>> begin

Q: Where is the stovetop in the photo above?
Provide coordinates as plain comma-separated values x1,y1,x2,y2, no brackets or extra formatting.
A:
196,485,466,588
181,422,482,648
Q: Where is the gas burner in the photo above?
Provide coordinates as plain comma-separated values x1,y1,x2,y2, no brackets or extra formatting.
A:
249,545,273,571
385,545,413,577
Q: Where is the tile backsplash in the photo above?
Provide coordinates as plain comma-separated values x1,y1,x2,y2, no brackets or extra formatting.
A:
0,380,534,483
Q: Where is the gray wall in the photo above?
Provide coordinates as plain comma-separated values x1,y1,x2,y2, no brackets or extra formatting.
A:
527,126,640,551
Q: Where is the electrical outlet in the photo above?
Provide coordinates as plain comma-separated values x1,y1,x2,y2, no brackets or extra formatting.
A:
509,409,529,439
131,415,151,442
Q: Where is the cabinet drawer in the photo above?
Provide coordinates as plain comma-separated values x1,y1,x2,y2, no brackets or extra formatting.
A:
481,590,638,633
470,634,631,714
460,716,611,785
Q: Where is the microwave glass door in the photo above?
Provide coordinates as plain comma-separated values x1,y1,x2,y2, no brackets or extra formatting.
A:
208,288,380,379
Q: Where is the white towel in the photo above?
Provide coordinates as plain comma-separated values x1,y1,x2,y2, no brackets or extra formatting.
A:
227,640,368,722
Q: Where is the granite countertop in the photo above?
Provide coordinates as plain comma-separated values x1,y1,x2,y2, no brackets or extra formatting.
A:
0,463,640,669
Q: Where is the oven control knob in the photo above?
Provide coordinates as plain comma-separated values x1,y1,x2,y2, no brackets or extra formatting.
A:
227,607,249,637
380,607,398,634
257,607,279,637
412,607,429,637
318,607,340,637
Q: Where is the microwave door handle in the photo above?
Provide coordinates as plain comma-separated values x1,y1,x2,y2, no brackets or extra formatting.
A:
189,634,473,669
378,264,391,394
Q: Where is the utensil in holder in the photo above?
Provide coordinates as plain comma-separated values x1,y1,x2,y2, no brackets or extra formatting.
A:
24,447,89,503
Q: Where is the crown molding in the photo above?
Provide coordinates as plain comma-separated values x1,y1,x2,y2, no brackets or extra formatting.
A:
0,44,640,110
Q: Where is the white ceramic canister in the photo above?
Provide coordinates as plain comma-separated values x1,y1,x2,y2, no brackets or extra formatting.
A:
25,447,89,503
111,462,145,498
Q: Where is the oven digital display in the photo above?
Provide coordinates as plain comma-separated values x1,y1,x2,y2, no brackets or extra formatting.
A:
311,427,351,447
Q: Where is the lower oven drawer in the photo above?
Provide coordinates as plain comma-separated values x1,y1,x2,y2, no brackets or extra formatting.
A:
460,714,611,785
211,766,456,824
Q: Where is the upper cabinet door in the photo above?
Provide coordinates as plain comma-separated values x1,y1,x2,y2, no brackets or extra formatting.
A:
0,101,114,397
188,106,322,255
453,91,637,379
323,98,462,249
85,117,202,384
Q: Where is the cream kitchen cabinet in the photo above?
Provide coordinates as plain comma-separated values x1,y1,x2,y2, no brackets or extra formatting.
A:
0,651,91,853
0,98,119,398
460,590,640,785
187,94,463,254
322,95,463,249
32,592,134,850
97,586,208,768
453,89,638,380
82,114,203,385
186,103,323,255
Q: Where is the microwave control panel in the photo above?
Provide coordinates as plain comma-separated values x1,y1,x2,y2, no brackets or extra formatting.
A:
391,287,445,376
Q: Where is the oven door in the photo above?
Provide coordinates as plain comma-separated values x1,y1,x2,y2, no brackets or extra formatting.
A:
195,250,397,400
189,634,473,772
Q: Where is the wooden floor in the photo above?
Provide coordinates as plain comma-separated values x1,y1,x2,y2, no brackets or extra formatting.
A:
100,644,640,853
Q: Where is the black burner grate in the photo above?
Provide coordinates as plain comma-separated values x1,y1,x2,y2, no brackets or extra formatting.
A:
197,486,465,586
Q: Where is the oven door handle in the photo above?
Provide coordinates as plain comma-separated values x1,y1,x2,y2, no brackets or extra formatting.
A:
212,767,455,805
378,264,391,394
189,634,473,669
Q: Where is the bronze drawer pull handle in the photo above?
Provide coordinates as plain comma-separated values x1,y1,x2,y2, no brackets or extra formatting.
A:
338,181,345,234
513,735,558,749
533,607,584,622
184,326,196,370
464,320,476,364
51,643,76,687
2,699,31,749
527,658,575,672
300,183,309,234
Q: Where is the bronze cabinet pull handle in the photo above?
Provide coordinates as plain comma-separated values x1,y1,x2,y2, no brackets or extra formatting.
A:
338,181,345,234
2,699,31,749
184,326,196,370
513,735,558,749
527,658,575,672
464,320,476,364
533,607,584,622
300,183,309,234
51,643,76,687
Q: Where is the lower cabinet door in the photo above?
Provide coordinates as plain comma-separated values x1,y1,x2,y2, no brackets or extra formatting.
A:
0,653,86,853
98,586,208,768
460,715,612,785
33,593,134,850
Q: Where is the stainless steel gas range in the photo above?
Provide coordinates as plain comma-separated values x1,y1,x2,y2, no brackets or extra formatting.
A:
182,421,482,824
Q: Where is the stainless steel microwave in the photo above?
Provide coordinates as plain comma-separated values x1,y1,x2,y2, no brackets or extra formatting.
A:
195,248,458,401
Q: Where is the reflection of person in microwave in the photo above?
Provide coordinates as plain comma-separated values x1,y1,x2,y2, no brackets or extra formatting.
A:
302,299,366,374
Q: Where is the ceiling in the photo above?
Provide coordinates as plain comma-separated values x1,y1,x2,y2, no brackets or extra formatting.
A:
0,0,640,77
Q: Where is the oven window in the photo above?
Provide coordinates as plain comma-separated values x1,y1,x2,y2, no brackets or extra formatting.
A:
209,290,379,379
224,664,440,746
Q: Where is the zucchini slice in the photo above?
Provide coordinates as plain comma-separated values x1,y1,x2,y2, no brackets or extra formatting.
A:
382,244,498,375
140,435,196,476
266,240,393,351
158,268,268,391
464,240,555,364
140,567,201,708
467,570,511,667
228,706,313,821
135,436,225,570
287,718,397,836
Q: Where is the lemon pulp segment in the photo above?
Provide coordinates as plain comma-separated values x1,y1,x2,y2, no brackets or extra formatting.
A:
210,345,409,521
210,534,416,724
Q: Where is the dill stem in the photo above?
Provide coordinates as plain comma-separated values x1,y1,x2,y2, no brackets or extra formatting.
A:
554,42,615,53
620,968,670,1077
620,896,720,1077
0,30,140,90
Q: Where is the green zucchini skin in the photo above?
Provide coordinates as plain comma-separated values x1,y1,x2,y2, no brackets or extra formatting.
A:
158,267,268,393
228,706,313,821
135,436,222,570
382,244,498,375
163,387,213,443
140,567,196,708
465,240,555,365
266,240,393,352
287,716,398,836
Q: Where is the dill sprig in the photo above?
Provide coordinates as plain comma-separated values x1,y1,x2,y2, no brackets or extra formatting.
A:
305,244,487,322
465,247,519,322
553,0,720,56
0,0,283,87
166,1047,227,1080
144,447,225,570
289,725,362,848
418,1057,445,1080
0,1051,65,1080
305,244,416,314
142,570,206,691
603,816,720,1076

>> end

» Instructions to follow
Rewrite all of the material above, replacing every "comma-separated" with "space-separated" and keeping everything else the same.

» Reply to the task
Q: Where is the stovetop in the photo above?
Provide coordinates as plain space-separated values x1,y1,x2,y2, no brackets or extra formatting.
A:
196,485,466,588
181,422,482,648
Q: Where is the gas burner in the photo above?
Provide coordinates as plain space-separated values x1,y1,x2,y2, no brackets or extra formatting.
A:
249,545,273,571
385,545,413,577
Q: Where is the tile backsplash in the photo above?
Provide coordinates as plain space-separated values x1,y1,x2,y2, no brackets or extra formatting.
A:
0,380,534,483
Q: Where is the gray wall in the photo above?
Provide coordinates as plain space-separated values x1,y1,x2,y2, no brackets or extra formatting.
A:
527,126,640,551
Q: Where is the electrical outlet in the photo above?
Provide coordinates as plain space-separated values x1,y1,x2,y2, no brackets or extra formatting.
A:
509,409,529,439
131,415,151,442
Q: Where is the cabinet drawer in the photo above?
Provide coordinates as plain space-separated values x1,y1,x2,y2, no brackets or extra formatting.
A:
481,590,638,633
470,634,631,714
460,716,611,785
Q: Where is the microwave glass door in the photo above?
Provide coordinates as plain space-separated values x1,y1,x2,y2, no brackets or extra formatting.
A:
208,288,380,379
Q: Where is the white towel in the photo above?
Provide coordinates as plain space-separated values x1,y1,x2,y2, no brackets or extra formatting.
A:
227,640,368,722
Q: Where is the granite countertop in the photo above?
Provide coordinates as plain space-separated values x1,y1,x2,y2, no brackets or extra formatting.
A:
0,463,640,669
Q: Where is the oven control knob in the photo above?
Provide coordinates as plain space-separated values x1,y1,x2,y2, no brackets or extra formatting.
A:
227,607,249,637
380,607,398,634
257,607,279,637
412,607,429,637
318,607,340,637
Q: Where is the microwave door handle in the photo above?
Provide coordinates as plain space-separated values x1,y1,x2,y2, no brackets or extra formatting.
A:
189,634,473,669
378,264,391,394
Q: Where is the utensil in holder in the photo above?
Provide coordinates as plain space-separated values x1,y1,x2,y2, no brackets or extra formatting.
A:
24,447,89,503
Q: Where is the crown molding in the photo above?
Provide coordinates as plain space-separated values x1,y1,x2,y2, no brackets or extra formatting.
A:
0,44,640,110
Q: Where is the white ceramic canister in the photo above?
Provide coordinates as plain space-separated values x1,y1,x2,y2, no brackets or extra formatting.
A:
25,447,89,503
111,462,145,498
Q: Where is the oven digital display in the photo above?
Provide coordinates as plain space-separated values x1,y1,x2,y2, no brackets or extra formatting.
A:
311,427,351,447
Q: Where is the lower oven drawer in the photo above?
Provide coordinates as plain space-separated values x1,y1,x2,y2, no brackets or extra formatting.
A:
460,714,611,785
211,766,456,824
Q: Where is the upper cabinet door in the photo above?
Provide coordinates as plain space-separated values x1,y1,x2,y2, no brackets or extra formatting.
A:
0,101,114,397
188,106,322,255
453,91,637,379
323,98,462,249
85,117,202,384
Q: Where is the cream kitchen cabinet in the photo above?
Provide coordinates as plain space-separated values x1,y1,x2,y2, no brackets or extra formatting.
A:
0,651,91,853
0,98,119,398
460,590,640,785
187,94,463,254
322,95,463,249
32,592,134,850
97,586,208,768
453,89,638,380
82,114,203,385
186,103,323,255
Q: Where is the microwave control panel in the photo above?
Provide coordinates as plain space-separated values x1,y1,x2,y2, no brackets or extra formatting.
A:
391,287,445,376
Q: Where is the oven door in the photo above?
Provide coordinates as plain space-separated values x1,y1,x2,y2, no brackets or extra formatting.
A:
195,250,397,400
189,634,473,772
Q: Where is the wooden floor in the photo above?
Provide coordinates as plain space-separated values x1,y1,x2,y2, no brackets or extra formatting.
A:
100,644,640,853
Q: Where is the black burner grate in the photo above?
Provide coordinates as plain space-separated values x1,y1,x2,y2, no brackets or extra formatting.
A:
197,486,465,586
Q: Where is the oven door handle in the photo above?
Provide coordinates as plain space-separated values x1,y1,x2,y2, no brackets or extra formatting.
A:
212,767,455,805
378,264,391,394
189,634,473,669
Q: Where is the bronze drawer pull handle in the photo above?
Provide coordinates as plain space-separated values x1,y1,x2,y2, no brackets or extra formatting.
A:
338,181,345,234
513,735,558,749
533,607,584,622
184,326,196,370
464,320,476,364
51,643,76,687
2,699,31,749
527,658,575,672
300,183,309,234
Q: Where is the bronze cabinet pull handle in the photo above?
Provide coordinates as plain space-separated values x1,y1,x2,y2, no brackets or extra formatting.
A:
338,181,345,234
2,699,31,749
184,326,196,370
513,735,558,749
527,658,575,672
464,320,476,364
533,607,584,622
300,183,309,234
51,643,76,687
Q: Where is the lower cabinet door in the photo above?
Provide coordinates as plain space-separated values x1,y1,x2,y2, no brackets or extra formatting.
A:
0,653,86,853
98,586,208,768
460,715,612,785
33,593,134,850
Q: Where is the stainless steel gas range in the photo above?
Provide coordinates as plain space-separated values x1,y1,x2,y2, no brackets or extra formatting.
A:
182,421,482,824
Q: Where is the stainless steel microwave in the photo above?
Provide coordinates as plain space-separated values x1,y1,x2,y2, no brackets or extra formatting.
A:
195,248,458,401
Q: Where is the reflection of person in microwave in the photo above?
Provide coordinates as plain space-separated values x1,y1,x2,y2, no brackets or extra formatting.
A:
302,299,366,374
Q: Where is the ceiling in the photo above?
Provide coordinates as plain space-separated values x1,y1,x2,y2, no brackets or extra formatting.
A:
0,0,640,77
Q: Where is the oven window in the photo above?
Provide coordinates as plain space-separated values x1,y1,x2,y2, no brackets or extra formatting.
A:
209,290,379,379
224,664,440,746
Q: Where is the zucchini slice in the photo above?
Provide coordinates as plain space-separated values x1,y1,x2,y2, no brackets or extra formatting.
A:
382,244,498,375
140,435,196,476
266,240,393,351
158,268,268,391
464,240,555,364
140,567,201,708
467,570,511,667
228,706,313,821
135,436,225,570
287,718,397,836
Q: Where is the lemon pulp segment in the photo above?
Provide coordinates as plain space-separated values x1,y1,x2,y2, no brackets or extra formatting.
A:
210,345,409,521
210,534,416,724
Q: Where is the dill stem in the photo above?
Provide coordinates as plain space-separated values x1,y1,x2,y2, no brackets or extra formatting.
A:
554,42,615,53
620,968,670,1077
620,896,720,1077
0,30,140,90
Q: Where is the green zucchini skin in the photo above?
Provide coordinates as plain space-separated values x1,y1,x2,y2, no brackets or extra formatting.
A:
158,267,268,393
228,706,313,821
135,436,222,570
382,244,498,375
163,387,213,443
140,567,196,708
465,240,555,365
266,240,393,352
287,716,398,836
Q: Where is the dill sprig in the photo above?
Provide coordinates as plain space-separated values x1,y1,x2,y2, no brackets or extra formatting.
A:
305,244,487,322
465,247,519,322
553,0,720,56
0,0,283,87
166,1047,227,1080
144,447,225,570
289,725,362,848
418,1057,445,1080
0,1051,65,1080
305,244,416,314
142,570,206,691
603,816,720,1076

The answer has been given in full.